Stored items:
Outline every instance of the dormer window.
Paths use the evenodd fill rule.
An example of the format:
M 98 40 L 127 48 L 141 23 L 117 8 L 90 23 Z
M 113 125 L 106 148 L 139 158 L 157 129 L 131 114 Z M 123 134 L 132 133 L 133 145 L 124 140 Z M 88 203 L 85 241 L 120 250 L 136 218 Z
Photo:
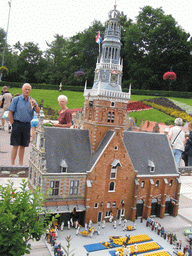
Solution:
M 117 175 L 117 168 L 112 167 L 111 168 L 111 179 L 116 179 L 116 175 Z
M 62 160 L 60 164 L 60 171 L 61 172 L 67 172 L 68 165 L 66 163 L 66 160 Z
M 155 172 L 155 164 L 151 160 L 148 160 L 148 169 L 151 173 Z
M 117 168 L 121 166 L 121 163 L 119 160 L 115 159 L 111 165 L 112 165 L 112 168 Z

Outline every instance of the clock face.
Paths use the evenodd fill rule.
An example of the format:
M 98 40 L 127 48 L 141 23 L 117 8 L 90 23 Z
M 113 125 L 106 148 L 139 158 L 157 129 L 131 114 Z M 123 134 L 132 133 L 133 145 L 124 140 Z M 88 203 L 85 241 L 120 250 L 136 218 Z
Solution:
M 117 86 L 117 78 L 118 78 L 118 74 L 111 74 L 111 85 L 112 86 Z
M 107 79 L 106 74 L 103 74 L 103 75 L 102 75 L 102 79 L 103 79 L 103 80 L 106 80 L 106 79 Z

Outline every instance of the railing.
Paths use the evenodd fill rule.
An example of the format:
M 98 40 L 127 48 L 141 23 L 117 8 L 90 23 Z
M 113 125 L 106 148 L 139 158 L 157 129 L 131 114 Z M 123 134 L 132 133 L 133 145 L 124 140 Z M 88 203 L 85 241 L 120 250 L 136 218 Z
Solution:
M 122 65 L 113 64 L 113 63 L 97 63 L 96 69 L 114 69 L 114 70 L 123 70 Z
M 92 90 L 88 89 L 84 91 L 84 96 L 104 96 L 118 99 L 130 99 L 130 93 L 126 92 L 117 92 L 111 90 Z

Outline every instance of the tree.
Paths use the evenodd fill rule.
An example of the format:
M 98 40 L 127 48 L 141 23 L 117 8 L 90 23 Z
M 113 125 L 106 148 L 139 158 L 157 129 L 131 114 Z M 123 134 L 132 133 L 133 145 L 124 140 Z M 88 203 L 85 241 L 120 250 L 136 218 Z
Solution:
M 3 47 L 5 44 L 6 33 L 3 28 L 0 28 L 0 53 L 3 53 Z
M 70 67 L 70 70 L 66 74 L 69 84 L 81 85 L 81 80 L 75 79 L 74 73 L 82 70 L 86 73 L 84 80 L 87 79 L 92 86 L 97 56 L 99 55 L 95 37 L 98 31 L 100 31 L 101 37 L 104 37 L 104 29 L 101 22 L 95 20 L 88 29 L 70 38 L 67 54 L 67 66 Z
M 41 67 L 41 73 L 43 73 L 44 65 L 41 65 L 43 61 L 43 53 L 39 49 L 38 44 L 28 42 L 24 43 L 23 47 L 21 47 L 21 45 L 17 46 L 19 49 L 21 49 L 21 53 L 18 56 L 17 62 L 17 72 L 20 75 L 20 82 L 41 82 L 41 77 L 39 77 L 39 70 Z M 24 80 L 23 77 L 25 77 Z
M 20 191 L 13 182 L 0 185 L 0 252 L 21 256 L 30 253 L 30 239 L 40 240 L 49 215 L 42 210 L 44 196 L 38 189 L 32 192 L 24 179 Z
M 134 88 L 167 90 L 162 77 L 173 67 L 178 76 L 173 89 L 179 90 L 182 76 L 186 78 L 189 74 L 189 66 L 185 63 L 190 59 L 192 48 L 189 37 L 161 8 L 142 8 L 136 24 L 128 27 L 123 39 L 128 77 Z
M 45 79 L 50 84 L 60 84 L 64 82 L 64 72 L 66 66 L 66 54 L 68 51 L 68 41 L 63 36 L 54 35 L 55 40 L 48 45 L 48 50 L 45 53 L 47 60 L 47 68 L 45 71 Z

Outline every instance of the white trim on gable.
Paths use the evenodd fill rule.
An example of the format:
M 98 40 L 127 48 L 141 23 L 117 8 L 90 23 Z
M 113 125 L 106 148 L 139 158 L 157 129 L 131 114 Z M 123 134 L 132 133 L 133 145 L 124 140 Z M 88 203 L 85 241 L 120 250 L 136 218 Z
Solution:
M 108 147 L 109 143 L 111 142 L 112 138 L 114 137 L 115 135 L 115 131 L 113 131 L 113 134 L 111 135 L 111 138 L 108 140 L 108 142 L 106 143 L 105 147 L 103 148 L 102 152 L 100 153 L 100 155 L 98 156 L 98 158 L 96 159 L 96 161 L 94 162 L 93 166 L 91 167 L 91 169 L 89 171 L 87 171 L 88 173 L 89 172 L 92 172 L 93 168 L 95 167 L 95 165 L 97 164 L 97 162 L 99 161 L 99 159 L 101 158 L 101 156 L 103 155 L 103 152 L 105 151 L 105 149 Z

• [EXERCISE DETAILS] Each line above gets copied exactly; leave the pictures out.

• [ANSWER TO THE PROBLEM]
Outline every instance of the dormer window.
Paths use the evenodd fill rule.
An example of the format:
M 98 40 L 127 48 L 141 23 L 117 8 L 90 23 Z
M 113 125 L 106 148 L 139 158 L 157 129 L 131 114 Z M 123 134 L 132 133 L 133 145 L 124 140 Z M 88 203 L 85 241 L 120 250 L 136 218 Z
Photo:
Solution:
M 117 175 L 117 168 L 112 167 L 111 168 L 111 179 L 116 179 L 116 175 Z
M 62 160 L 60 164 L 60 171 L 61 172 L 67 172 L 68 165 L 66 163 L 66 160 Z
M 155 172 L 155 164 L 151 160 L 148 160 L 148 169 L 151 173 Z
M 117 168 L 121 166 L 121 163 L 119 160 L 115 159 L 111 165 L 112 165 L 112 168 Z

Outline every instance of the clock face.
Paths use the evenodd fill rule.
An example of the format:
M 98 40 L 127 48 L 141 23 L 117 8 L 90 23 Z
M 113 125 L 106 148 L 139 158 L 157 129 L 131 114 Z M 123 134 L 132 133 L 133 145 L 124 140 Z M 88 203 L 85 241 L 120 250 L 136 218 Z
Solution:
M 117 86 L 117 78 L 118 78 L 118 74 L 111 74 L 111 85 L 112 86 Z
M 107 79 L 106 74 L 103 74 L 103 75 L 102 75 L 102 79 L 103 79 L 103 80 L 106 80 L 106 79 Z

Outline every instance of the railing.
Paths use the evenodd fill rule.
An example of the format:
M 98 40 L 127 48 L 141 23 L 117 8 L 90 23 Z
M 113 125 L 106 148 L 139 158 L 157 129 L 131 114 Z M 123 134 L 132 133 L 133 145 L 124 140 Z M 88 203 L 85 241 L 120 250 L 136 218 Z
Solution:
M 122 65 L 113 64 L 113 63 L 97 63 L 96 69 L 114 69 L 114 70 L 123 70 Z
M 92 90 L 88 89 L 84 91 L 84 96 L 104 96 L 118 99 L 130 99 L 130 93 L 126 92 L 117 92 L 111 90 Z

Outline every instance of the tree.
Paths use the evenodd fill rule.
An example of the format:
M 98 40 L 127 48 L 141 23 L 117 8 L 90 23 Z
M 113 125 L 106 148 L 139 158 L 157 129 L 131 114 Z M 123 134 L 132 133 L 133 145 L 124 140 Z M 88 203 L 85 241 L 120 250 L 136 218 Z
Solution:
M 3 47 L 5 44 L 6 33 L 3 28 L 0 28 L 0 53 L 3 53 Z
M 70 67 L 70 70 L 66 74 L 69 84 L 81 85 L 81 80 L 75 79 L 74 73 L 82 70 L 86 73 L 84 80 L 87 79 L 92 86 L 97 56 L 99 55 L 95 37 L 98 31 L 100 31 L 101 37 L 104 37 L 104 29 L 101 22 L 95 20 L 88 29 L 70 38 L 67 54 L 67 66 Z
M 41 67 L 41 73 L 43 73 L 44 65 L 41 65 L 43 61 L 43 53 L 39 49 L 38 44 L 28 42 L 24 43 L 23 47 L 21 47 L 21 45 L 17 46 L 19 49 L 21 49 L 21 53 L 18 56 L 17 62 L 17 72 L 20 75 L 20 82 L 41 82 L 41 77 L 39 77 L 39 70 Z M 24 80 L 23 77 L 25 77 Z
M 20 191 L 13 182 L 0 185 L 0 252 L 21 256 L 30 253 L 30 239 L 40 240 L 49 215 L 42 210 L 44 196 L 38 189 L 32 192 L 24 179 Z
M 134 88 L 167 90 L 162 77 L 173 67 L 178 76 L 173 89 L 179 90 L 182 76 L 186 78 L 189 74 L 189 66 L 185 63 L 190 59 L 192 48 L 189 37 L 161 8 L 142 8 L 136 24 L 128 27 L 123 39 L 128 77 Z
M 45 79 L 50 84 L 60 84 L 64 82 L 64 72 L 66 66 L 66 54 L 68 51 L 68 41 L 63 36 L 54 35 L 55 40 L 48 45 L 48 50 L 45 53 L 47 60 L 47 68 L 45 71 Z

Outline every instance of the white trim on gable.
Paths use the evenodd fill rule.
An example of the format:
M 98 40 L 127 48 L 141 23 L 117 8 L 90 23 Z
M 113 125 L 106 148 L 139 158 L 157 129 L 131 114 Z M 123 134 L 132 133 L 133 145 L 124 140 Z M 88 203 L 85 241 L 120 250 L 136 218 Z
Solution:
M 108 147 L 109 143 L 111 142 L 112 138 L 114 137 L 115 135 L 115 131 L 113 131 L 113 134 L 111 135 L 111 138 L 108 140 L 108 142 L 106 143 L 105 147 L 103 148 L 102 152 L 100 153 L 100 155 L 98 156 L 98 158 L 96 159 L 96 161 L 94 162 L 93 166 L 91 167 L 91 169 L 89 171 L 87 171 L 88 173 L 89 172 L 92 172 L 93 168 L 95 167 L 95 165 L 97 164 L 97 162 L 99 161 L 99 159 L 101 158 L 101 156 L 103 155 L 103 152 L 105 151 L 105 149 Z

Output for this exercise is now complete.